-- begin PROVIDED TEXT --

Class Distribution Analysis: Investigate the distribution of the 10 categories within the dataset using a histogram. This will help determine if the dataset is balanced, meaning it has an equal number of images from each category, or if some categories are over or underrepresented.
In [6]:
# Define the class labels of the Fashion MNIST dataset
# Define the class names corresponding to the labels in the dataset
class_names = ["T-shirt/top", "Trouser", "Pullover", "Dress", "Coat",
"Sandal", "Shirt", "Sneaker", "Bag", "Ankle boot"]
In [7]:
# Display random images from each of the fashion categories
import matplotlib.pyplot as plt
# Loop through each fashion category
for i in range(10):
# Randomly select an image index corresponding to the current fashion category
idx = np.random.choice(np.where(y_train == i)[0])
# Plot the image
plt.subplot(2, 5, i+1)
plt.imshow(x_train[idx], cmap='gray')
plt.title(class_names[i])
plt.tight_layout()
plt.show()
In [8]:
# Visualize the distribution of fashion categories in the dataset
# Create a histogram to display the count of images per fashion category
plt.figure(figsize=(10,3))
plt.hist(y_train, bins=np.arange(11)-0.5, rwidth=0.8)
plt.xticks(np.arange(10), class_names)
plt.show()
Preprocessing the Dataset for Neural Network Efficiency
In this task, the primary objective is to refine and adapt the Fashion MNIST dataset to ensure it’s ideally suited for deep learning operations. Begin with a normalization process, transforming the grayscale pixel intensities, which originally range from 0 to 255, to a more neural network-friendly scale of 0-1. Following this, reshape the dataset, adding an essential channel dimension. This step ensures the data aligns perfectly with the structural needs of Convolutional Neural Networks, paving the way for efficient and effective training sessions.

-- end PROVIDED TEXT --

» EXERCISE REQUIREMENTS
1 – Pull out the part of the Fashion MNIST excerpt that begins at the words "# Plot the image" and stops after "plt.hist(y_train, bins=np.arange(11)-0.5, rwidth=0.8)".
2 – According to the Fashion MNIST excerpt, what scale should the grayscale pixel intensities be normalized to?
3 – Carry on writing the Fashion MNIST excerpt from its final sentence.
The data that follows this Fashion MNIST excerpt isn't needed.

-- begin GIVEN INFORMATION --

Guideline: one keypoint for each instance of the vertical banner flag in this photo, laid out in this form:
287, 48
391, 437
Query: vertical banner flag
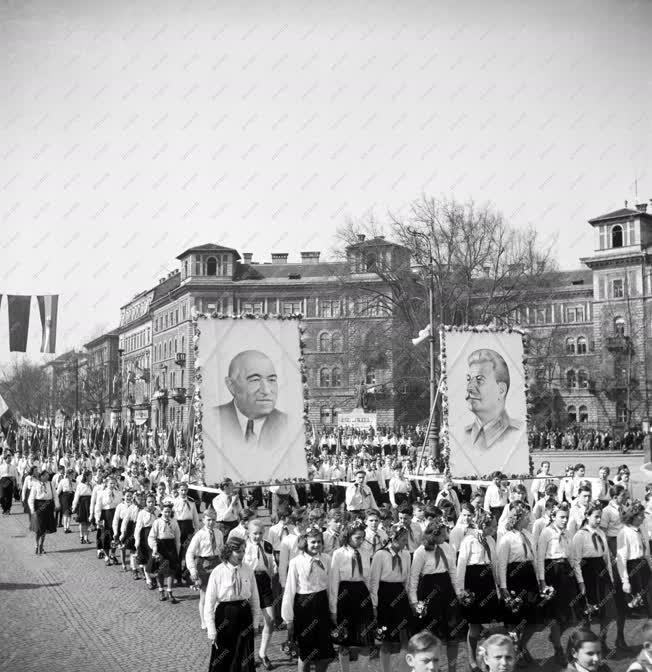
18, 309
48, 306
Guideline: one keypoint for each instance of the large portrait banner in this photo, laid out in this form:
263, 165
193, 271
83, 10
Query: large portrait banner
250, 399
484, 402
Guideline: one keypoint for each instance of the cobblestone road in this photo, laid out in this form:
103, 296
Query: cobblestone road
66, 612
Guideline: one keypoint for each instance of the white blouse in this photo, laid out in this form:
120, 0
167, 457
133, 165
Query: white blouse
230, 583
306, 574
431, 562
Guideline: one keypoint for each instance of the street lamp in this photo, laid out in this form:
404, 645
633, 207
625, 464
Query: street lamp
428, 272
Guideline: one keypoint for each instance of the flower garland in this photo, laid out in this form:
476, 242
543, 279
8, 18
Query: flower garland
444, 430
197, 399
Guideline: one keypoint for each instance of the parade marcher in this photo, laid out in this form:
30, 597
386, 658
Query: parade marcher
305, 602
258, 556
232, 611
553, 563
350, 602
203, 555
165, 541
593, 569
43, 503
477, 575
144, 522
388, 583
433, 583
8, 483
81, 505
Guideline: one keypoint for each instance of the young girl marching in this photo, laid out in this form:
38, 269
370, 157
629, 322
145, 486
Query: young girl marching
232, 611
259, 556
165, 541
350, 602
553, 555
432, 585
477, 576
592, 564
388, 582
203, 556
81, 505
517, 577
43, 502
144, 522
305, 602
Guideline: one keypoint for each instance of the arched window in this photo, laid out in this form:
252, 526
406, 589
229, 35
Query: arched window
571, 379
619, 326
617, 236
324, 342
621, 412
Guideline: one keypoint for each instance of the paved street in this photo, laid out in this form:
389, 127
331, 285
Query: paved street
66, 612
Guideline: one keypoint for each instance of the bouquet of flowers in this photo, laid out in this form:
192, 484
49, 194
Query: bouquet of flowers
467, 598
380, 635
513, 602
546, 594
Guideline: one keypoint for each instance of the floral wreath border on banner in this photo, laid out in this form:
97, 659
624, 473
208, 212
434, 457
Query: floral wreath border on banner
197, 399
443, 432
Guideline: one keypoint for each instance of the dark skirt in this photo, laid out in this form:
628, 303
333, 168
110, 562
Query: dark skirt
144, 552
6, 492
441, 616
65, 501
264, 584
522, 581
43, 521
486, 607
129, 543
394, 611
167, 564
355, 613
233, 649
204, 568
599, 588
312, 629
84, 509
565, 605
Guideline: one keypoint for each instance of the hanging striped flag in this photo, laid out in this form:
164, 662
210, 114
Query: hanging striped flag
18, 308
48, 306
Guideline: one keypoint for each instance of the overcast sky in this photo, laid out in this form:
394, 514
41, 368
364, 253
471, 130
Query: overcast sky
130, 130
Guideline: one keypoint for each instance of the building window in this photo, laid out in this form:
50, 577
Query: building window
324, 342
571, 379
617, 236
619, 326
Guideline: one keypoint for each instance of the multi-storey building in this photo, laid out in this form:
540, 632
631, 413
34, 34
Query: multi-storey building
591, 328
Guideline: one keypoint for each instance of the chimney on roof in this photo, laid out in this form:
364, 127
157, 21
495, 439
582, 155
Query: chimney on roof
310, 257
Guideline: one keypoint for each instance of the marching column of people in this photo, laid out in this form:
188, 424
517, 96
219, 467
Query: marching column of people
553, 555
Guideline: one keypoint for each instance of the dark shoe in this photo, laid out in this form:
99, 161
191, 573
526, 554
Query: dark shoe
266, 663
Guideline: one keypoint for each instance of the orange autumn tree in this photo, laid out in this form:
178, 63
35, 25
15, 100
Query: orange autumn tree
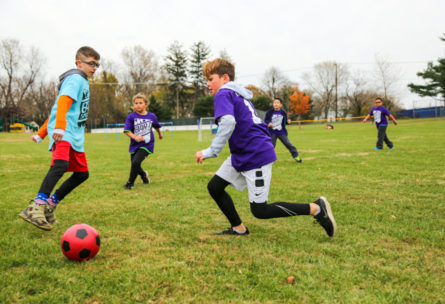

-- end GIVEN INFORMATION --

» ANSWERS GIVEN
1 –
# Plot the image
plt.subplot(2, 5, i+1)
plt.imshow(x_train[idx], cmap='gray')
plt.title(class_names[i])
plt.tight_layout()
plt.show()
In [8]:
# Visualize the distribution of fashion categories in the dataset
# Create a histogram to display the count of images per fashion category
plt.figure(figsize=(10,3))
plt.hist(y_train, bins=np.arange(11)-0.5, rwidth=0.8)

2 – A scale of 0-1.

3 –
In [9]:
# Normalize the training and testing datasets:
# Normalize the pixel values to the range [0,1]
x_train = x_train / 255.0
x_test = x_test / 255.0
In [10]:
# Adjust the shape of datasets to encompass the channel dimension:
# Alter the data shape to be (number of samples, height, width, number of channels)
x_train = x_train.reshape((-1, 28, 28, 1))
x_test = x_test.reshape((-1, 28, 28, 1))
Image Data Augmentation for Model Performance Enhancement
To ensure our model can handle various image scenarios and is not restricted to the nuances of our initial dataset, implement a data augmentation process using TensorFlow’s ImageDataGenerator. The modifications to be incorporated are:
- Rotation: Up to 10 degrees.
- Zoom: A maximum of 10%.
- Shear: By 0.1 factor.
- Width Shift: Up to 10%.
- Height Shift: Up to 10%.
- Flipping: Horizontal flipping permitted.
In [11]:
# Set up the ImageDataGenerator using the given parameters to alter the image data as specified.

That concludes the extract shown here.